Segmentation dataset records:
——

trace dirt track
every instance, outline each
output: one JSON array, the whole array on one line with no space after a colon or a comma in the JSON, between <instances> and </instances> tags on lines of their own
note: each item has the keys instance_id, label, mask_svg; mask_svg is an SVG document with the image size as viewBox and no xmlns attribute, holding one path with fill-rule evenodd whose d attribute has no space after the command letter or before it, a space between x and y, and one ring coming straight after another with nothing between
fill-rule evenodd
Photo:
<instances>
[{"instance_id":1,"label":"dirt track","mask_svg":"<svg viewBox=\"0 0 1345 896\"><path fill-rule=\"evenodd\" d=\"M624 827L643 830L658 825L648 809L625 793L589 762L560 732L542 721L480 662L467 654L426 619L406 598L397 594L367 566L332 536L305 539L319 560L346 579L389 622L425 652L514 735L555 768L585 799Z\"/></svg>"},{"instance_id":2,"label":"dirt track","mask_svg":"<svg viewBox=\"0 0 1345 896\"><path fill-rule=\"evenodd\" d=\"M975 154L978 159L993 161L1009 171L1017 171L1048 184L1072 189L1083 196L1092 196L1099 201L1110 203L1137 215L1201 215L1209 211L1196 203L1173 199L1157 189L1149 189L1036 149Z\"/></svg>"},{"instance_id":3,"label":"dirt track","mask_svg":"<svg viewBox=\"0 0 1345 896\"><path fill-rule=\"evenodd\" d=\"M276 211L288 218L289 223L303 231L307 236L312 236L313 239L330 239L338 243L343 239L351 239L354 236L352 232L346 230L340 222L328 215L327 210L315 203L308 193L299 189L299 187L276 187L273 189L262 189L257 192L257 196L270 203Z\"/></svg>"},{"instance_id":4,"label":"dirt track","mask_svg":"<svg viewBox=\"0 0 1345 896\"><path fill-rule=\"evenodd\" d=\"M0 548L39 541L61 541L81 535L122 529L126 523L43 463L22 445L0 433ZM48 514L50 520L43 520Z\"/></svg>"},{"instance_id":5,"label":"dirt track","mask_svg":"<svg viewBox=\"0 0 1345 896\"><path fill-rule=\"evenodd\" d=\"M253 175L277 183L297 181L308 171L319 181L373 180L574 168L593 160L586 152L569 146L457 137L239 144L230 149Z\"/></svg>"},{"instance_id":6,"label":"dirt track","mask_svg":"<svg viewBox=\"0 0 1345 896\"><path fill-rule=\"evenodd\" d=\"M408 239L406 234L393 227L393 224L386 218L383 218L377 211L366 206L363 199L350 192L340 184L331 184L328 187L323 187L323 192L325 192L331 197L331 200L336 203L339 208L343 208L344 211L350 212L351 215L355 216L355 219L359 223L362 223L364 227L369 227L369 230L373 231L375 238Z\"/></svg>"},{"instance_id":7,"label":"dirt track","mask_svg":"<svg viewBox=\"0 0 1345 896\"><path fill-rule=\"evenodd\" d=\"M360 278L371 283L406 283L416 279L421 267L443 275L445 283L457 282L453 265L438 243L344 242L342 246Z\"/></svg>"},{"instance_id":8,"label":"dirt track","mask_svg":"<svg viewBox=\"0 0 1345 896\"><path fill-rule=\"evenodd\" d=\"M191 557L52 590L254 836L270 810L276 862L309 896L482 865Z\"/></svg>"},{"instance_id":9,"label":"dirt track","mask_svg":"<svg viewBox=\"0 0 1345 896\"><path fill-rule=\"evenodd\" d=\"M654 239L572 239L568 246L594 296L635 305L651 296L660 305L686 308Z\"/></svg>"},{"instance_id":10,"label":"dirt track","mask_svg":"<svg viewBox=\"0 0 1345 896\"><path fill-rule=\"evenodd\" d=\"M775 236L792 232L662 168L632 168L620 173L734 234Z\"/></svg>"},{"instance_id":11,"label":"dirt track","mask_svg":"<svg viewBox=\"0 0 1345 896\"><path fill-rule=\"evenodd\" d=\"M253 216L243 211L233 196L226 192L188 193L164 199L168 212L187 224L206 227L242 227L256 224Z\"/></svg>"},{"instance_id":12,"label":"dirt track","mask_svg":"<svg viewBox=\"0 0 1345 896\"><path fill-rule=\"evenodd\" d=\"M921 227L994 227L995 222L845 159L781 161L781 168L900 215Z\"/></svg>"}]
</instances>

——

▶ **Short exercise**:
Express every one of the rows above as a two-column CSV with the header line instruction,output. Give one CSV line per row, with the row's text under instruction and its answer under output, each in a single double-quoted field with line breaks replaced by spaces.

▶ **Answer to the exercise**:
instruction,output
"trace dirt track every instance, outline each output: one JSON array, the whole array on one line with no space after a colon or a comma in the JSON, between <instances> and </instances> tags on lines of their own note: each item has the keys instance_id, label, mask_svg; mask_svg is an SVG document with the image size as viewBox and no xmlns attribute, holding one path with fill-rule evenodd whose d attribute has no space after the command letter or before it, a space between x and y, and one ring coming straight after another with nothing between fill-rule evenodd Photo:","<instances> [{""instance_id"":1,""label"":""dirt track"",""mask_svg"":""<svg viewBox=\""0 0 1345 896\""><path fill-rule=\""evenodd\"" d=\""M624 827L643 830L658 825L648 809L625 793L589 762L560 732L542 721L480 662L467 654L426 619L406 598L397 594L367 566L332 536L305 539L319 560L346 579L389 622L425 652L514 735L555 768L585 799Z\""/></svg>""},{""instance_id"":2,""label"":""dirt track"",""mask_svg"":""<svg viewBox=\""0 0 1345 896\""><path fill-rule=\""evenodd\"" d=\""M975 154L978 159L993 161L1009 171L1017 171L1048 184L1072 189L1083 196L1092 196L1099 201L1110 203L1137 215L1201 215L1209 211L1196 203L1173 199L1157 189L1149 189L1036 149Z\""/></svg>""},{""instance_id"":3,""label"":""dirt track"",""mask_svg"":""<svg viewBox=\""0 0 1345 896\""><path fill-rule=\""evenodd\"" d=\""M276 211L288 218L289 223L303 231L307 236L312 236L313 239L330 239L338 243L343 239L351 239L354 236L352 232L346 230L340 222L328 215L327 210L315 203L308 193L299 189L299 187L276 187L273 189L262 189L257 192L257 196L270 203Z\""/></svg>""},{""instance_id"":4,""label"":""dirt track"",""mask_svg"":""<svg viewBox=\""0 0 1345 896\""><path fill-rule=\""evenodd\"" d=\""M0 548L39 541L61 541L81 535L122 529L126 523L43 463L22 445L0 433ZM48 514L50 520L43 520Z\""/></svg>""},{""instance_id"":5,""label"":""dirt track"",""mask_svg"":""<svg viewBox=\""0 0 1345 896\""><path fill-rule=\""evenodd\"" d=\""M253 175L277 183L297 181L308 171L319 181L373 180L574 168L593 160L586 152L569 146L457 137L239 144L230 149Z\""/></svg>""},{""instance_id"":6,""label"":""dirt track"",""mask_svg"":""<svg viewBox=\""0 0 1345 896\""><path fill-rule=\""evenodd\"" d=\""M408 239L406 234L393 227L393 224L386 218L383 218L377 211L366 206L363 199L350 192L340 184L331 184L328 187L323 187L323 192L325 192L331 197L331 200L336 203L339 208L343 208L344 211L350 212L351 215L355 216L355 219L359 223L362 223L364 227L369 227L369 230L373 231L375 238Z\""/></svg>""},{""instance_id"":7,""label"":""dirt track"",""mask_svg"":""<svg viewBox=\""0 0 1345 896\""><path fill-rule=\""evenodd\"" d=\""M360 278L371 283L406 283L416 279L421 267L443 275L445 283L457 282L453 265L438 243L344 242L342 246Z\""/></svg>""},{""instance_id"":8,""label"":""dirt track"",""mask_svg"":""<svg viewBox=\""0 0 1345 896\""><path fill-rule=\""evenodd\"" d=\""M191 557L52 590L254 836L270 810L276 862L309 896L482 865Z\""/></svg>""},{""instance_id"":9,""label"":""dirt track"",""mask_svg"":""<svg viewBox=\""0 0 1345 896\""><path fill-rule=\""evenodd\"" d=\""M654 239L572 239L568 246L594 296L635 305L651 296L660 305L686 308Z\""/></svg>""},{""instance_id"":10,""label"":""dirt track"",""mask_svg"":""<svg viewBox=\""0 0 1345 896\""><path fill-rule=\""evenodd\"" d=\""M775 236L792 232L662 168L632 168L620 173L734 234Z\""/></svg>""},{""instance_id"":11,""label"":""dirt track"",""mask_svg"":""<svg viewBox=\""0 0 1345 896\""><path fill-rule=\""evenodd\"" d=\""M253 216L243 211L233 196L226 192L188 193L164 199L168 212L187 224L206 227L242 227L256 224Z\""/></svg>""},{""instance_id"":12,""label"":""dirt track"",""mask_svg"":""<svg viewBox=\""0 0 1345 896\""><path fill-rule=\""evenodd\"" d=\""M921 227L994 227L995 222L845 159L781 161L781 168L900 215Z\""/></svg>""}] </instances>"